MATERIAL PROVIDED

-------------------------

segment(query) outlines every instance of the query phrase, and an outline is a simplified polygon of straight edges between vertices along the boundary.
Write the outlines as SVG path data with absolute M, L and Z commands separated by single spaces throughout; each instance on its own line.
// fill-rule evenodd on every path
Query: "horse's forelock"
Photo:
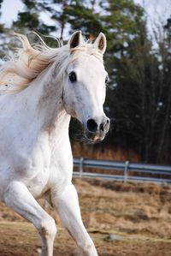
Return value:
M 75 49 L 69 51 L 65 45 L 58 48 L 48 47 L 41 39 L 41 44 L 31 45 L 27 38 L 21 34 L 16 34 L 21 42 L 22 47 L 17 49 L 13 56 L 5 62 L 0 70 L 0 86 L 14 85 L 15 91 L 21 91 L 27 87 L 37 76 L 45 69 L 50 63 L 55 61 L 59 62 L 59 66 L 63 69 L 62 61 L 69 57 L 72 60 L 72 53 L 86 51 L 87 54 L 94 55 L 103 60 L 103 56 L 99 54 L 91 44 L 85 43 Z M 63 65 L 66 62 L 63 63 Z

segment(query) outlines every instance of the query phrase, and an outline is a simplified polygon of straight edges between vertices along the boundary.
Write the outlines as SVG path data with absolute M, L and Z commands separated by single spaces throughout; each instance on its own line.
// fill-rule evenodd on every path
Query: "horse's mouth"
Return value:
M 102 131 L 97 131 L 96 133 L 92 133 L 88 131 L 87 129 L 85 129 L 85 135 L 90 142 L 97 143 L 104 139 L 106 133 Z

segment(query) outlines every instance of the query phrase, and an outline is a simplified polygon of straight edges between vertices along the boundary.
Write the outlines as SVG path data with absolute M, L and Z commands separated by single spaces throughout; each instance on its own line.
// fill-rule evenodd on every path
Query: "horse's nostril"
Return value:
M 95 133 L 97 129 L 97 124 L 94 119 L 89 119 L 86 122 L 86 127 L 90 132 Z
M 100 124 L 100 130 L 103 132 L 104 131 L 104 123 L 103 122 Z

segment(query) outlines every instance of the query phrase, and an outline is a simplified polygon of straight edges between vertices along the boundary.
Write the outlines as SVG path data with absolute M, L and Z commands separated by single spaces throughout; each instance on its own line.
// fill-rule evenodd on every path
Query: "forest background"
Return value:
M 100 32 L 107 37 L 104 110 L 111 128 L 102 143 L 85 144 L 81 126 L 72 120 L 74 156 L 171 164 L 171 18 L 164 26 L 153 24 L 151 35 L 144 9 L 133 0 L 21 2 L 17 20 L 10 27 L 0 23 L 1 59 L 16 46 L 13 32 L 55 33 L 64 43 L 66 33 L 76 30 L 91 40 Z M 56 47 L 55 39 L 44 39 Z

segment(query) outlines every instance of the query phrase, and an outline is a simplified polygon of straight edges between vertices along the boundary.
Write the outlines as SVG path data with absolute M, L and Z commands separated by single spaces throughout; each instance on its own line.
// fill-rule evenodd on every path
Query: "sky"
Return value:
M 167 19 L 171 17 L 171 0 L 134 0 L 134 3 L 140 4 L 145 9 L 148 18 L 148 27 L 150 33 L 151 24 L 164 26 Z M 17 13 L 24 9 L 21 0 L 3 0 L 2 4 L 1 22 L 9 27 L 12 21 L 17 19 Z M 51 25 L 47 14 L 42 13 L 41 19 L 46 21 L 46 24 Z

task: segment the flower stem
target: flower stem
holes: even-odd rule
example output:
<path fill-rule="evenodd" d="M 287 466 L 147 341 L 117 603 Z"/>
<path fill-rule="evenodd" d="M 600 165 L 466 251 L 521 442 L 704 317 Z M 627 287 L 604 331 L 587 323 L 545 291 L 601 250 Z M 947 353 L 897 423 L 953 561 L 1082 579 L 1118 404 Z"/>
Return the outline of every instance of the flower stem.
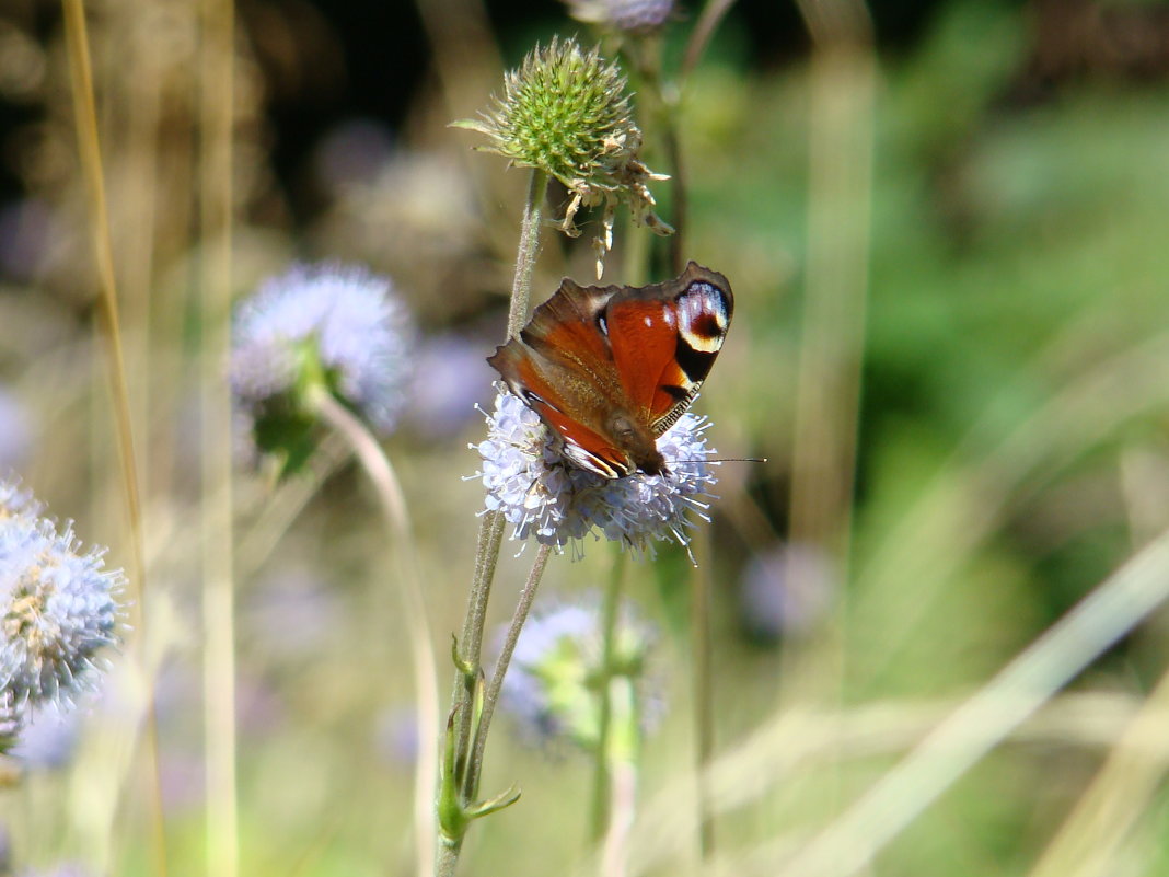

-------------------------

WHAT YOU ARE ASKED TO DO
Reproduce the listing above in full, replacing every occurrence of "Return value" with "Result" and leaving everything else unchanged. Omit the pictures from your answer.

ANSWER IN FULL
segment(query) outlines every instance of the query phrase, and an outline is a simplified polygon of straight edges between vertices along the boundary.
Write the outlines as SVG path data with absolute M, L and Z commands separated by single spaces throughout; each instance on its own line.
// fill-rule evenodd on every path
Query: "horse's forelock"
Photo:
Result:
M 75 49 L 69 51 L 65 45 L 58 48 L 48 47 L 41 39 L 41 44 L 31 45 L 27 38 L 21 34 L 16 34 L 21 42 L 22 47 L 17 49 L 13 56 L 5 62 L 0 70 L 0 86 L 14 85 L 15 91 L 21 91 L 27 87 L 37 76 L 45 69 L 50 63 L 55 61 L 59 62 L 59 66 L 63 69 L 62 61 L 69 57 L 72 60 L 72 53 L 86 51 L 87 54 L 94 55 L 103 60 L 103 56 L 99 54 L 91 44 L 85 43 Z M 63 65 L 66 62 L 63 63 Z

segment(query) outlines every instance of the query phrase, and an outline is a simplified polygon of straight edges between vertices along the boundary.
Write the outlines as SVG path data with absolute M, L and Z commands separated by single spaces throughout; each instance on its own line.
// fill-rule evenodd on every path
Query: "horse's mouth"
Result:
M 102 131 L 97 131 L 96 133 L 92 133 L 88 131 L 87 129 L 85 129 L 85 135 L 90 142 L 97 143 L 104 139 L 106 133 Z

segment(query) outlines every instance of the query phrase, and an outline is a simplified polygon of straight edges between vertices along the boundary.
Write the outlines as SVG path data with absolute M, L and Z commands separated by single spaces throughout; each instance on its own line.
// fill-rule evenodd on every path
Query: "horse's nostril"
Result:
M 95 133 L 97 129 L 97 124 L 94 119 L 89 119 L 86 122 L 86 127 L 90 132 Z
M 100 124 L 100 130 L 103 132 L 104 131 L 104 123 L 103 122 Z

segment(query) outlines every instance of the query phrase, and an outline is a simplified polygon of straight edges between vertices along the boundary.
Write the outlines as SVG path data with absolute M, L and Z commands separated by single spaces throughout; each instance on its own line.
// fill-rule evenodd on every path
Query: "forest background"
Result:
M 100 32 L 107 37 L 104 110 L 111 128 L 102 143 L 85 144 L 81 126 L 72 120 L 74 156 L 171 164 L 171 18 L 164 26 L 153 24 L 151 35 L 144 9 L 133 0 L 21 2 L 17 20 L 10 27 L 0 23 L 1 59 L 16 46 L 13 32 L 55 33 L 64 43 L 66 33 L 76 30 L 91 40 Z M 56 47 L 55 39 L 44 39 Z

segment(query) outlines every instance of the query phrase, and an outline is a simplified polygon of straight edges between vertices along the boundary.
Write the outlines as SVG path data with absolute M, L and Z commands separated by single spaces throughout; each instance on its own line.
// fill-rule evenodd on every path
Query: "sky"
Result:
M 167 19 L 171 17 L 171 0 L 134 0 L 134 3 L 140 4 L 145 9 L 148 18 L 148 27 L 150 33 L 151 24 L 164 26 Z M 17 13 L 24 9 L 21 0 L 3 0 L 2 4 L 1 22 L 9 27 L 12 21 L 17 19 Z M 51 25 L 47 14 L 42 13 L 41 19 L 46 21 L 46 24 Z

task: segment the flower stem
target: flower stem
holes: even-odd rule
example output:
<path fill-rule="evenodd" d="M 287 466 L 147 341 L 117 603 Z"/>
<path fill-rule="evenodd" d="M 600 165 L 466 251 L 521 442 L 704 317 Z M 627 287 L 604 331 L 587 323 L 545 291 L 601 250 Z M 947 353 L 897 423 L 953 561 L 1082 579 L 1118 404 Z"/>
Return the outline of every instance of the flower stem.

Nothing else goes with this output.